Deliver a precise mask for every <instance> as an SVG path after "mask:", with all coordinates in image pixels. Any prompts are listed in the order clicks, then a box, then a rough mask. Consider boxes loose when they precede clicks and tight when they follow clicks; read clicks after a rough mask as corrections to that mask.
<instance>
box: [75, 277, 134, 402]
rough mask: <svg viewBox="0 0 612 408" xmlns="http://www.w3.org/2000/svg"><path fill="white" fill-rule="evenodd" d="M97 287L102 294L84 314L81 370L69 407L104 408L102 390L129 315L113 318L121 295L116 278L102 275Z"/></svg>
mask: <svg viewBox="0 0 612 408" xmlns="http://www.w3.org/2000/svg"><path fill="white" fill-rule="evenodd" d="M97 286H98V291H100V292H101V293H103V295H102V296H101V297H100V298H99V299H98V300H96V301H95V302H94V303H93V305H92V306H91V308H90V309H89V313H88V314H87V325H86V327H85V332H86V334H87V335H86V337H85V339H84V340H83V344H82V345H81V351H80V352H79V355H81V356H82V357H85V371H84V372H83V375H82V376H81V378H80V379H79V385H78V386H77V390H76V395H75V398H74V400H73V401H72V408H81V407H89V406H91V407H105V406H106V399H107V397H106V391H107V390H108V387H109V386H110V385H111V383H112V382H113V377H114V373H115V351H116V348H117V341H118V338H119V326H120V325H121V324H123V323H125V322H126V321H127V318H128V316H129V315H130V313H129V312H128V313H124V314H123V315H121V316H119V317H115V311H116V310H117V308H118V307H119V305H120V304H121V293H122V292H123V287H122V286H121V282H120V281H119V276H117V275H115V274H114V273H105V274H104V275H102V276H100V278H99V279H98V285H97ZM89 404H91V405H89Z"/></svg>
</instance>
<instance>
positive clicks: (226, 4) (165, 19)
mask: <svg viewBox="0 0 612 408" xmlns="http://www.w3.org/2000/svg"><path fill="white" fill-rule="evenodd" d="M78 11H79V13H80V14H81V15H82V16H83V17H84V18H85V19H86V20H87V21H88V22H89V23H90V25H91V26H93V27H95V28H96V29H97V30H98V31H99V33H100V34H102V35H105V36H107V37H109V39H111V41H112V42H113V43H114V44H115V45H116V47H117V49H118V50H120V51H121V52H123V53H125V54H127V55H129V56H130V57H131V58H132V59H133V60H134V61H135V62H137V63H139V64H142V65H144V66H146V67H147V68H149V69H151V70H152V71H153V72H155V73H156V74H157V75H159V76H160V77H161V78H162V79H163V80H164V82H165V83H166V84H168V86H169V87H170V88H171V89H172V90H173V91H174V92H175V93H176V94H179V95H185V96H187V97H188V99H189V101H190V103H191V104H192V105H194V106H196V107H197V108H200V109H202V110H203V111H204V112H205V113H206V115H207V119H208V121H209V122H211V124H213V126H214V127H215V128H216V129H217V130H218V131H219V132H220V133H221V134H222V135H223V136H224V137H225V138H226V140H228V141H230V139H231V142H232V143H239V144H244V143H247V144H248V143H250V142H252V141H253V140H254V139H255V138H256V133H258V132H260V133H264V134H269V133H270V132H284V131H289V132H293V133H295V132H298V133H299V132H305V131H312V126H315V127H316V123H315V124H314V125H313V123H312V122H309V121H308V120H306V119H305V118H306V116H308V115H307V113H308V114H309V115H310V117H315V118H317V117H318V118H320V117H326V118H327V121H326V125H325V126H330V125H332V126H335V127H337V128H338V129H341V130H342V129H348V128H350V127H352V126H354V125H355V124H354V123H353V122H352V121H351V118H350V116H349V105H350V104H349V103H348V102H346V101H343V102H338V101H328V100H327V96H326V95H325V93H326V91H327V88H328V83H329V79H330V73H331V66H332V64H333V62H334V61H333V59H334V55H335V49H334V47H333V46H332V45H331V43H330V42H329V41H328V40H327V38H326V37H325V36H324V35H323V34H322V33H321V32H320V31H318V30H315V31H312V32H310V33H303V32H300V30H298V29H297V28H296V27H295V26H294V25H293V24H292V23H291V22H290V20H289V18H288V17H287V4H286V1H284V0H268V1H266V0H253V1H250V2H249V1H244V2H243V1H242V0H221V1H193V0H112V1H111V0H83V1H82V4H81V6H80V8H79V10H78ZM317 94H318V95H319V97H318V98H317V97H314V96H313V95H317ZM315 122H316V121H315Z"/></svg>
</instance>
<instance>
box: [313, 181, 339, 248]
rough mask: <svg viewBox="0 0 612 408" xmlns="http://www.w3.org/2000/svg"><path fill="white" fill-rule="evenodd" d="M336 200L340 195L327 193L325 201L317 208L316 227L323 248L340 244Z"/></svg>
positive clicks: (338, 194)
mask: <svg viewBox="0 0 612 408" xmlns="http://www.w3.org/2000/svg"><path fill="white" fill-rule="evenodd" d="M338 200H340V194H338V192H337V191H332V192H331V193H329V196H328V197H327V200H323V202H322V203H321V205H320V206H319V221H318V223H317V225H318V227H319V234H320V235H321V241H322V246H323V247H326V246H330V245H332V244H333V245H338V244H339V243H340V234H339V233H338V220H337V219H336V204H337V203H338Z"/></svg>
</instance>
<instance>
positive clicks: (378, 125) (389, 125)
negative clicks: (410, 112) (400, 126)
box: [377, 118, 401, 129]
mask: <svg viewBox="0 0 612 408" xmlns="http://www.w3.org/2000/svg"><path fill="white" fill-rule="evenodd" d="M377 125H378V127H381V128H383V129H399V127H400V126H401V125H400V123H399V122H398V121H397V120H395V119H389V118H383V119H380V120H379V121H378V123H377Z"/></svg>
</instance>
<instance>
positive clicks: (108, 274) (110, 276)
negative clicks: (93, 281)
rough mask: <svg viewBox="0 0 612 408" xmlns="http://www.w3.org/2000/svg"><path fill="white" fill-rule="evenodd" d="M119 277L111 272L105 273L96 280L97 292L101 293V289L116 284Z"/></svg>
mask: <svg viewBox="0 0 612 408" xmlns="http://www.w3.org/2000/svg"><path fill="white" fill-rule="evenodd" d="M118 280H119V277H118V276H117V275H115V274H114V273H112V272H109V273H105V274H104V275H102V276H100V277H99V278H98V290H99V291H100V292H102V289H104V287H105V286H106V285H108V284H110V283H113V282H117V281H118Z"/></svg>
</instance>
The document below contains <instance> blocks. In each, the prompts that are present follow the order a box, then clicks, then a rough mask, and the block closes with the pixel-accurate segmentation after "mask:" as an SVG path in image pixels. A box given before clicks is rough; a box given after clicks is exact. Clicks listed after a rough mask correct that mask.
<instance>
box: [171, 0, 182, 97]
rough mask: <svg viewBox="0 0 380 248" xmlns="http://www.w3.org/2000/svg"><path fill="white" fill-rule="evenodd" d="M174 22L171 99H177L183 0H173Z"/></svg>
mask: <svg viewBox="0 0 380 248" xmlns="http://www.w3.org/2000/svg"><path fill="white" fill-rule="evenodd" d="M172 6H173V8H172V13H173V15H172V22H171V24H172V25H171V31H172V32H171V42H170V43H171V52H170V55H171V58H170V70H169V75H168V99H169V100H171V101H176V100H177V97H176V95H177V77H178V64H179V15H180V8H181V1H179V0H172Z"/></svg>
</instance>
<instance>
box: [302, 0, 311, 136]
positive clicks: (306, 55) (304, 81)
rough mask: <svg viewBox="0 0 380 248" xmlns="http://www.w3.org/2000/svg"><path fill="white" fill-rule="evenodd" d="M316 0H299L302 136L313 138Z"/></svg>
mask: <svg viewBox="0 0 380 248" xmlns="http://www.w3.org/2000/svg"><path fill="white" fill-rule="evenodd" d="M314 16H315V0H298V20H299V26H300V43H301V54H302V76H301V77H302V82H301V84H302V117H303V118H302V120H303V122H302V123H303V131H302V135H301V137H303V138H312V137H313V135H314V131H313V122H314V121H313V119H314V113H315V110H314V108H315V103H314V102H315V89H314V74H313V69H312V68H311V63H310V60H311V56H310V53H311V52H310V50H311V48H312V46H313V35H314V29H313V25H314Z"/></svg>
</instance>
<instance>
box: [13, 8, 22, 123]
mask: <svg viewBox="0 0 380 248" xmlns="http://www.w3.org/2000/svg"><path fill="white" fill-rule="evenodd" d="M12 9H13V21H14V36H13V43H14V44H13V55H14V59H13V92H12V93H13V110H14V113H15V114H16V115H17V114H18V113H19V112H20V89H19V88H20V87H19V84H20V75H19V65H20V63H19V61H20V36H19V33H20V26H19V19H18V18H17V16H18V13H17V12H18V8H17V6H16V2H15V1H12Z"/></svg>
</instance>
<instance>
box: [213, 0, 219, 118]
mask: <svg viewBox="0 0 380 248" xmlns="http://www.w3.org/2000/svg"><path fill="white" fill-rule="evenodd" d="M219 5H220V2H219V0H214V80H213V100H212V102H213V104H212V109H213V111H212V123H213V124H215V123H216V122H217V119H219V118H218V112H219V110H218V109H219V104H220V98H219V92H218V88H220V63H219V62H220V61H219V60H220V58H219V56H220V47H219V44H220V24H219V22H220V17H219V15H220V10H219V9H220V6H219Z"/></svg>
= = = = = = =
Exercise aim: Report each line in the data above that holds the word "image" by copying it.

Solution to the problem:
Deliver a precise mask for every <instance> as an SVG path after "mask:", with all coordinates in image pixels. Any prompts are listed in the order clicks, then a box, then a rough mask. Consider boxes loose when they precede clicks and tight when they follow clicks; read clicks after a rough mask as corrections to that mask.
The document below contains <instance> blocks. In each, the prompts that are present follow the order a box, then clicks, then a rough mask, and the block closes with the pixel-accurate segmentation after "mask:" as an SVG path in image pixels. A box given before clicks is rough; a box given after clicks is exact. Clicks listed after a rough mask correct that mask.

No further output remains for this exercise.